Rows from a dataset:
>>>
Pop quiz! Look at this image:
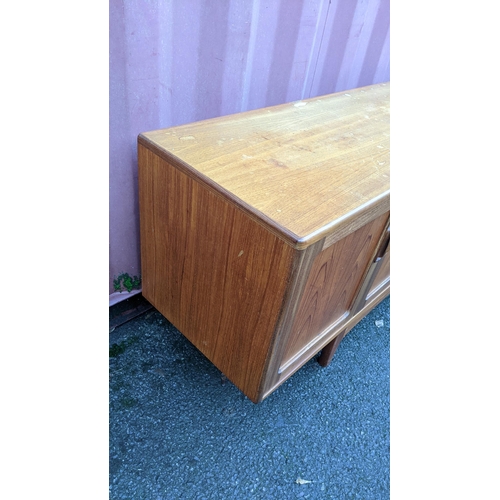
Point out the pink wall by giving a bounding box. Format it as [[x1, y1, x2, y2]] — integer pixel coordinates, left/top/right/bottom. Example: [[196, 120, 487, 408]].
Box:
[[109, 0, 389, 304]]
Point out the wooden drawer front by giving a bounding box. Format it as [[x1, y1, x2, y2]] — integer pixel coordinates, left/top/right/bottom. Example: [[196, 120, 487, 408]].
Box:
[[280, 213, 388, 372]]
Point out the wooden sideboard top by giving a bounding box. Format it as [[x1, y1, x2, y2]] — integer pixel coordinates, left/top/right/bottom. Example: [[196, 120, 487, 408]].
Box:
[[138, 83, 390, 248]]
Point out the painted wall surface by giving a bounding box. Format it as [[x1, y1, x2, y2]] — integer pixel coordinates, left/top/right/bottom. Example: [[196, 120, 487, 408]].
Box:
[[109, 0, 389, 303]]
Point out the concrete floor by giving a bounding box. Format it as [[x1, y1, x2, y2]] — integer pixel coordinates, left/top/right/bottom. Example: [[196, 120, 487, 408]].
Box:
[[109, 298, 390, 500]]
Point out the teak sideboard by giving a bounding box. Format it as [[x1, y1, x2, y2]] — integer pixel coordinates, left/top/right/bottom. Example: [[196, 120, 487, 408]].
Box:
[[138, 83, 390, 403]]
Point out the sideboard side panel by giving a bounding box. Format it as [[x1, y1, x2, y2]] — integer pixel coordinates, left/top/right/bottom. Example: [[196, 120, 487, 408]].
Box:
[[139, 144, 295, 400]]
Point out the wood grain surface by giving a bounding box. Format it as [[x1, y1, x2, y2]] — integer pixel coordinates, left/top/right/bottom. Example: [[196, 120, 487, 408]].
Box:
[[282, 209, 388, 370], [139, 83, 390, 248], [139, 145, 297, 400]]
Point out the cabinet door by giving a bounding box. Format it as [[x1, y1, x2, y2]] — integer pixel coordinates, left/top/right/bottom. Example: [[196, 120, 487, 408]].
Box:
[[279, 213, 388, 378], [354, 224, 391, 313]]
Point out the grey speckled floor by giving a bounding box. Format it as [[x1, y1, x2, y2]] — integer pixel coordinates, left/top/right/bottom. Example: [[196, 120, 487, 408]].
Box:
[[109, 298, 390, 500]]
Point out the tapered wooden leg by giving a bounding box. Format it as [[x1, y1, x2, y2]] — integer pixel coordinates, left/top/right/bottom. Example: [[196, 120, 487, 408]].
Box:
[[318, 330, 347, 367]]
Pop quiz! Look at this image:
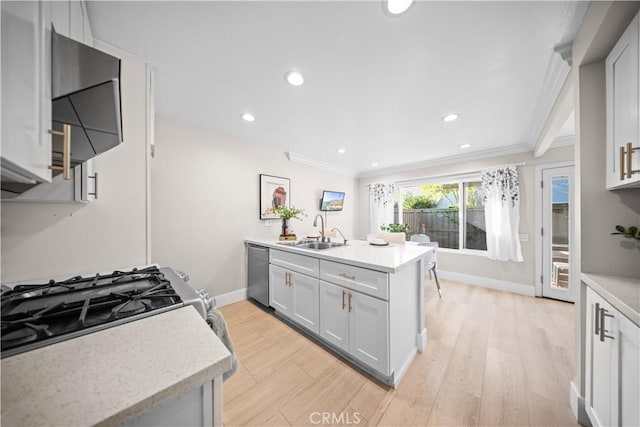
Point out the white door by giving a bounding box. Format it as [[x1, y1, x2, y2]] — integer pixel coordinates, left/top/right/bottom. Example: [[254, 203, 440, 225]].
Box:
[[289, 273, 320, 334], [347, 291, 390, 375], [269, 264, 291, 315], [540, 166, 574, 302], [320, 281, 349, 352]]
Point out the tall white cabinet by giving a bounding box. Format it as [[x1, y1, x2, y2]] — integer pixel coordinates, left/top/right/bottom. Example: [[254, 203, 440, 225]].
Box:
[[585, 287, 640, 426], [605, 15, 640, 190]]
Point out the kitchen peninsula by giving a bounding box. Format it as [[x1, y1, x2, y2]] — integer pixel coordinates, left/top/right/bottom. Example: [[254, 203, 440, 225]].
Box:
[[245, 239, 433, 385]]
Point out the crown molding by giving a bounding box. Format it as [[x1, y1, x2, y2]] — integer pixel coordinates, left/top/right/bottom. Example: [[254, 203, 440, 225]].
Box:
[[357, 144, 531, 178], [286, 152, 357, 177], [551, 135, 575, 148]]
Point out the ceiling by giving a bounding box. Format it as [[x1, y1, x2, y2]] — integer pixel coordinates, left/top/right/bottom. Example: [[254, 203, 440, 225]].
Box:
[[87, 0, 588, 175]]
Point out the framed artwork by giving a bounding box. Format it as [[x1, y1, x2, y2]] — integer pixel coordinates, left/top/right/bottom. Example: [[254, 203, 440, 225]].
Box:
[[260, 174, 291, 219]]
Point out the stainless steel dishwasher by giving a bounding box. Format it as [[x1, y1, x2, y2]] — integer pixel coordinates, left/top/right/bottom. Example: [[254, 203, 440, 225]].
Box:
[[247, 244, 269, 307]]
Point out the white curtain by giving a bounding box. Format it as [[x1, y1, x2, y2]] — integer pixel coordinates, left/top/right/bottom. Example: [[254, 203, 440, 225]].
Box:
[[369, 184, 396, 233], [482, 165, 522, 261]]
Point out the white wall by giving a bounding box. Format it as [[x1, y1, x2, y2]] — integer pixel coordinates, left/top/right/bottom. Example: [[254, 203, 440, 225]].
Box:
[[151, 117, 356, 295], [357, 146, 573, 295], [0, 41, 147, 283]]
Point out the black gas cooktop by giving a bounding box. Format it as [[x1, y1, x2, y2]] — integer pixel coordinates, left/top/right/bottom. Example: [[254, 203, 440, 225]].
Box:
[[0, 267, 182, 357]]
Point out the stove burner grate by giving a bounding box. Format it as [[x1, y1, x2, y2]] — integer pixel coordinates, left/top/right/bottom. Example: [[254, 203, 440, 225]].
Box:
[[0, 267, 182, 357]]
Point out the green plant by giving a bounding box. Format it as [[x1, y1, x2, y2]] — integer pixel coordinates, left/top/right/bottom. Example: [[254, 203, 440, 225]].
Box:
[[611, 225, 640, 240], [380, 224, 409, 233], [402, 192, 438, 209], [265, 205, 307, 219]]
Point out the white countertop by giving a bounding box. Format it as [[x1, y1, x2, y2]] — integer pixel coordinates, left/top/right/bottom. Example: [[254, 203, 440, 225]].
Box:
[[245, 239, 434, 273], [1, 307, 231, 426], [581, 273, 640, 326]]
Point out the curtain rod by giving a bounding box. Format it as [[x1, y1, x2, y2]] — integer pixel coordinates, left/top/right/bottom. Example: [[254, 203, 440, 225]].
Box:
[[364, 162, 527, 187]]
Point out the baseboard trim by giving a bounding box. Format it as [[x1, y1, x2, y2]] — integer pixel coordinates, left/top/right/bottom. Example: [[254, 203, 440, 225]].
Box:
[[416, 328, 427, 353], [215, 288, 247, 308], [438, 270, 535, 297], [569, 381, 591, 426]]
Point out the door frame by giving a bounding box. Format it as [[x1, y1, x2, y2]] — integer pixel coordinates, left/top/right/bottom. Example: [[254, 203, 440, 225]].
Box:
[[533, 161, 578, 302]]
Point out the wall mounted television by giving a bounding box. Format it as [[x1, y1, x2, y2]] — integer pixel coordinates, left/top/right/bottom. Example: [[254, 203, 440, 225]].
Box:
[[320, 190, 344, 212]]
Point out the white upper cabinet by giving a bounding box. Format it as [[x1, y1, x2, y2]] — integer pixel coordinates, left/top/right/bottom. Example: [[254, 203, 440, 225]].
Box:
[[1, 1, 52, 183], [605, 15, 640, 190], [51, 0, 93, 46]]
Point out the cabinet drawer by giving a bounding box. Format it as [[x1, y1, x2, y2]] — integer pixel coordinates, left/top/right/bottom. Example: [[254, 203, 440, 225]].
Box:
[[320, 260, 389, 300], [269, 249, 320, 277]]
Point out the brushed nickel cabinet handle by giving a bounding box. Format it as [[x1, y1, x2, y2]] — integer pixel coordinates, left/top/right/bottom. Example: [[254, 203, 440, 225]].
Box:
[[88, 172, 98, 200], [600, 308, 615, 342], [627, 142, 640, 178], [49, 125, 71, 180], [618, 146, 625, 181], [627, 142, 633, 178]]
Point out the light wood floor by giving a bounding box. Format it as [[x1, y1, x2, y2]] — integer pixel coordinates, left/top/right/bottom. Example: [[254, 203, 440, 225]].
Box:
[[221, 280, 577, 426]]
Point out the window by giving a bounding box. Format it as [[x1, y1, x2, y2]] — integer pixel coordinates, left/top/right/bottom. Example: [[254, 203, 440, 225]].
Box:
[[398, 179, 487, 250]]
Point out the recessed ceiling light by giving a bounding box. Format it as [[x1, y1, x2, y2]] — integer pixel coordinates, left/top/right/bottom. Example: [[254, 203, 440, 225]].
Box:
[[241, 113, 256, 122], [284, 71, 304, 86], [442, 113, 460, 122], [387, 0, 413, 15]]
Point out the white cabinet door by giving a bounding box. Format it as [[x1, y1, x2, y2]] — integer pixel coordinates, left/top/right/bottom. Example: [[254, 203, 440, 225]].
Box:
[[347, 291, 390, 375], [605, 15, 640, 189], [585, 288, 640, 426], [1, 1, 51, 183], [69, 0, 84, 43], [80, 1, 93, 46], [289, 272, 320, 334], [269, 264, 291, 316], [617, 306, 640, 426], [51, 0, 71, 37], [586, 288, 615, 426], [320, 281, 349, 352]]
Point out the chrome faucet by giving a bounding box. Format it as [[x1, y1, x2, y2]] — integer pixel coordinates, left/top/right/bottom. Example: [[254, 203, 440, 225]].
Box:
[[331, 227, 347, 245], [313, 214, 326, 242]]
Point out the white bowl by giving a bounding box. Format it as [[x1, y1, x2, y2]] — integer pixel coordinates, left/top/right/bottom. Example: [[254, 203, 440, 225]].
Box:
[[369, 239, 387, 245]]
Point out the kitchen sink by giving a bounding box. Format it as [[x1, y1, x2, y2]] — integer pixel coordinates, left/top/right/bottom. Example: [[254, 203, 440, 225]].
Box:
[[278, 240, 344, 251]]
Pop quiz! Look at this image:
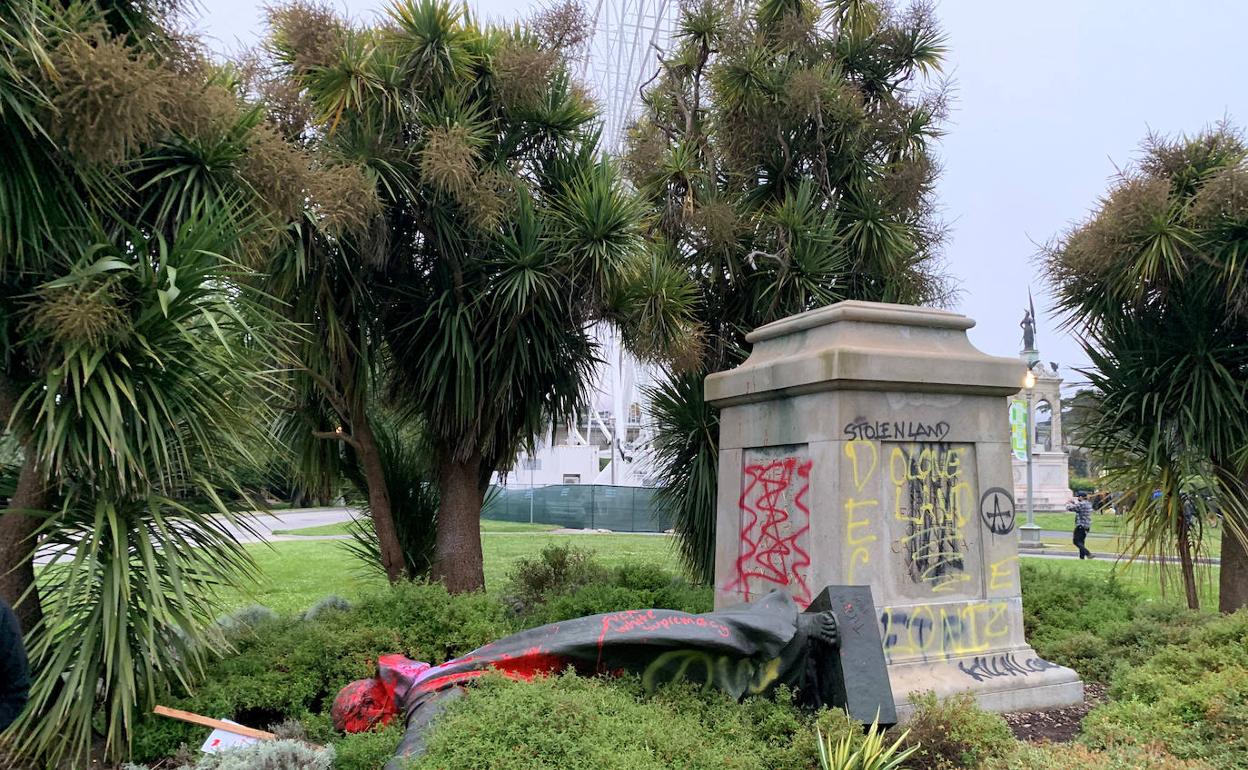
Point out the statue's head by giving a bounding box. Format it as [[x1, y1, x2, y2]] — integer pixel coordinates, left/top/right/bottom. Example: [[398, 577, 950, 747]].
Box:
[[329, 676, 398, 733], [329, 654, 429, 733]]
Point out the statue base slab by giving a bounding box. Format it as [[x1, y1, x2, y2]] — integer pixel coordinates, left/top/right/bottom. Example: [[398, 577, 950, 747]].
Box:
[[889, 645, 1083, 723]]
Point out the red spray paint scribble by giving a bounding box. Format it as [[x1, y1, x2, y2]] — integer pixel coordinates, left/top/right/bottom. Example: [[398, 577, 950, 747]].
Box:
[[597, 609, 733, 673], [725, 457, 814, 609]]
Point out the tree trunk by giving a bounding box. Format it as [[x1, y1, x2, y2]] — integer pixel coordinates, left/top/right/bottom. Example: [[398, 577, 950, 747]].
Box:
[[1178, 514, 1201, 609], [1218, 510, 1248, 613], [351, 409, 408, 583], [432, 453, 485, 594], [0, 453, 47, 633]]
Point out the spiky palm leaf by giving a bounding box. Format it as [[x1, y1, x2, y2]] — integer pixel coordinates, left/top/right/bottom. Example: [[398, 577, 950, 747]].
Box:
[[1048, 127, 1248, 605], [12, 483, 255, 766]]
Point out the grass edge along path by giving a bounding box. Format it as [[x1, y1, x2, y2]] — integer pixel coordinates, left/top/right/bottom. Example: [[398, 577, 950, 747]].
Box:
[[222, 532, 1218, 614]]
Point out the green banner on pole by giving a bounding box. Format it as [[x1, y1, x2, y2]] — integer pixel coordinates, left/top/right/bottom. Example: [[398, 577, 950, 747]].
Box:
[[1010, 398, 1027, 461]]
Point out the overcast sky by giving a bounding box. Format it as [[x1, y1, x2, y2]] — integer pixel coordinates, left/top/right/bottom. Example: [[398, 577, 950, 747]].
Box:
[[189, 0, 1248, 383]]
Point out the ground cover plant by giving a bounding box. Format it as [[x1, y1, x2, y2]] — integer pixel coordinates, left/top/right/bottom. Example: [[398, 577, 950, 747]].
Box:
<<<
● **Problem details**: Rewrite the lines from the start of the rows through the line holding "[[109, 0, 389, 304]]", both ends included, with "pink wall" replaced by "beige wall" and nothing else changed. Omit the picture from your answer.

● **Solution to the problem**:
Pop quiz! Look at this image:
Point out the beige wall by giving a bounding box. Format it as [[x1, y1, x2, y2]] — integer pixel coordinates, left/top/right/bottom. Example: [[196, 120, 487, 408]].
Box:
[[109, 0, 389, 304]]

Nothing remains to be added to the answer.